• **Exercise tasks**
A. In the article below about securing the State Capitol parking lot, how much money does the first phase of the project call for spending?
B. Write the next few paragraphs of the State Capitol security article, picking up after its final sentence.

==== Text to read ====

The committee opted earlier this year for a plan that involves gate arms, guard shacks and video cameras to restrict who can pull into the parking lot used by legislative leaders and the governor.
The director of state buildings, Billy Wilson, said the first phase of the project calls for spending $1.5 million to secure the rear of the State Capitol, where legislators park and where the governor enters the building to reach his private elevator.
Wilson said a guard shack would be placed on the east side near Arsenal Park and the road that hugs the lake would possibly become a two-way street.
“We don’t want a truck to be able to drive around the barricades and be able to get to the Capitol,” he said.
Jones said the Division of Administration, which oversees state construction projects, is ready to begin the work.
“We’re ready to expedite it. We have hired designers. Frankly, at this point, we’re waiting on feedback from you,” he told the committee.
State Rep. Ernest Wooton, No Party-Belle Chasse, asked how long the state has known that the project is $2 million short.

==== Source data ====

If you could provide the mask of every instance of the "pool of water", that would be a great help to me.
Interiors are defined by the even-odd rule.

====

• **Task-by-task answers**
A. $1.5 million

B.
Jones said he did not know until Thursday that only $500,000 was available.
“That’s not a whole lot of money. Have we looked everywhere we can?” Wooton asked.
Santos said dollars are shrinking for federal funding and grants. He said as future dollars come, that money can be put toward improving security at the State Capitol.
“Obviously, we’re going to have to pick something,” said state Rep. John Schroder, R-Covington.
He said security arms at the entrances to the parking lots may have to take the place of the planned guard shacks.
State Rep. Bodi White, R-Central, raised the possibility of dipping into the legislative budget surplus to accomplish the work.
In the end, the committee decided to explore what can be done with $500,000.